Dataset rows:

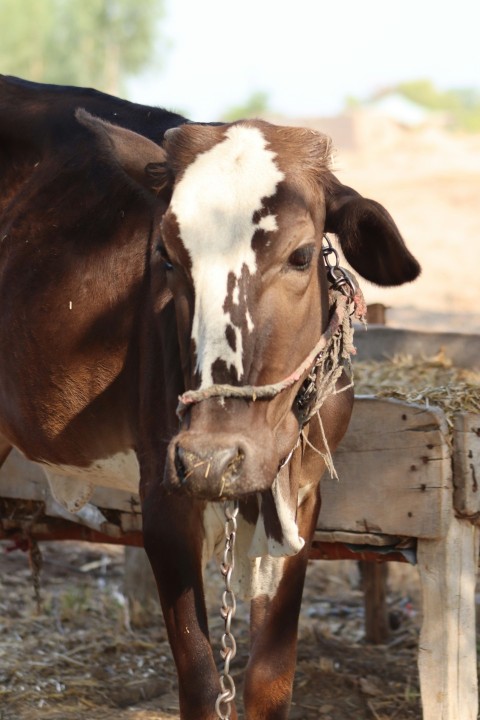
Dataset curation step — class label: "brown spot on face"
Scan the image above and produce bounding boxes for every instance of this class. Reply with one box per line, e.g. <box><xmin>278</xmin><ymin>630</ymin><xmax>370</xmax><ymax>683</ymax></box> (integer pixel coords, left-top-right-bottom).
<box><xmin>225</xmin><ymin>325</ymin><xmax>237</xmax><ymax>352</ymax></box>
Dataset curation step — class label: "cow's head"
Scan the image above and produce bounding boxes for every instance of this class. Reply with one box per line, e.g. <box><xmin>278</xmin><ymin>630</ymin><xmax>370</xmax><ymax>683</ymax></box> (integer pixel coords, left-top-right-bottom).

• [Written problem]: Render every line of the entries above as a Markdown table with two columns, No. for the row number and Line for the text. Skip blank lines and omit the images.

• [Result]:
| No. | Line |
|---|---|
| 1 | Dataset curation step — class label: "brown spot on face" |
| 2 | Scan the image above and produce bounding boxes for every instance of this class. Reply with one box per line, e.g. <box><xmin>278</xmin><ymin>630</ymin><xmax>370</xmax><ymax>683</ymax></box> (integer pixel coords, left-top-right-bottom). |
| 3 | <box><xmin>225</xmin><ymin>325</ymin><xmax>237</xmax><ymax>352</ymax></box> |
| 4 | Dataset curation step — class label: "cow's head" |
| 5 | Scan the image above and produce bounding boxes for every instance of this class. Reply with one box per line, e.g. <box><xmin>278</xmin><ymin>630</ymin><xmax>370</xmax><ymax>683</ymax></box> (integer pixel coords, left-top-right-bottom). |